*Given exercise*
Write out the following lines exactly as they appear.

[Annotation records]
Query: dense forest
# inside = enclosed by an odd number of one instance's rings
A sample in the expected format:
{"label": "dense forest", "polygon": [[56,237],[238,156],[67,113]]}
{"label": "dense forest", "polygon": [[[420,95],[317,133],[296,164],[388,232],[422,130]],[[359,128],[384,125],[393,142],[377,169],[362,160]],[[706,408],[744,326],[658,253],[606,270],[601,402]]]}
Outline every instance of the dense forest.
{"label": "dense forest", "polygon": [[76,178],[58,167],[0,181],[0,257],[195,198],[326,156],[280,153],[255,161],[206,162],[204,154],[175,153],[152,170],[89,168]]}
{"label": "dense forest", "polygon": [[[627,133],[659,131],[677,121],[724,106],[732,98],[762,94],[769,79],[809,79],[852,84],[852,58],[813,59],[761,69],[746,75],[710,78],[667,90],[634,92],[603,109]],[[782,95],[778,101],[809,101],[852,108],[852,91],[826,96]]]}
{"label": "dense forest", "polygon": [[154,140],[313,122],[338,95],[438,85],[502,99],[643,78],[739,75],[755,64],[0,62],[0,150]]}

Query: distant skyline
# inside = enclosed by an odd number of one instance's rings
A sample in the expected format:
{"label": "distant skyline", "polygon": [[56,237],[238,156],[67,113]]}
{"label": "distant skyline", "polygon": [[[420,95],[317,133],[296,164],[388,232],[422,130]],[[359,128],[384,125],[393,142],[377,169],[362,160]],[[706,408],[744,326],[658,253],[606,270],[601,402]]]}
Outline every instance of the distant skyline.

*Result of the exercise*
Query: dense forest
# inside = enclosed by an odd number of one instance's rings
A sample in the expected format:
{"label": "dense forest", "polygon": [[56,237],[238,156],[67,113]]}
{"label": "dense forest", "polygon": [[[420,95],[317,133],[296,164],[388,232],[422,130]],[[359,128],[384,125],[393,142],[377,169],[362,160]],[[706,408],[744,326],[658,253],[606,270],[601,402]]]}
Outline every instance of the dense forest.
{"label": "dense forest", "polygon": [[76,178],[58,167],[0,181],[0,257],[195,198],[326,156],[280,153],[255,161],[206,162],[204,154],[175,153],[152,170],[89,168]]}
{"label": "dense forest", "polygon": [[[627,133],[659,131],[677,121],[724,106],[732,98],[762,94],[769,79],[809,79],[852,84],[852,58],[813,59],[761,69],[746,75],[710,78],[667,90],[634,92],[603,109]],[[782,95],[778,101],[809,101],[852,108],[852,91],[826,96]]]}
{"label": "dense forest", "polygon": [[154,140],[313,122],[338,95],[438,85],[502,99],[643,78],[739,75],[755,64],[0,62],[0,150]]}

Query: distant skyline
# inside = enclosed by an odd number of one instance's rings
A sample in the expected format:
{"label": "distant skyline", "polygon": [[56,237],[238,156],[67,113]]}
{"label": "distant skyline", "polygon": [[[420,95],[317,133],[296,164],[388,232],[422,130]],[[359,128],[384,125],[393,142],[377,169],[362,160]],[[706,408],[744,326],[658,253],[606,270],[601,402]]]}
Outline every instance of the distant skyline.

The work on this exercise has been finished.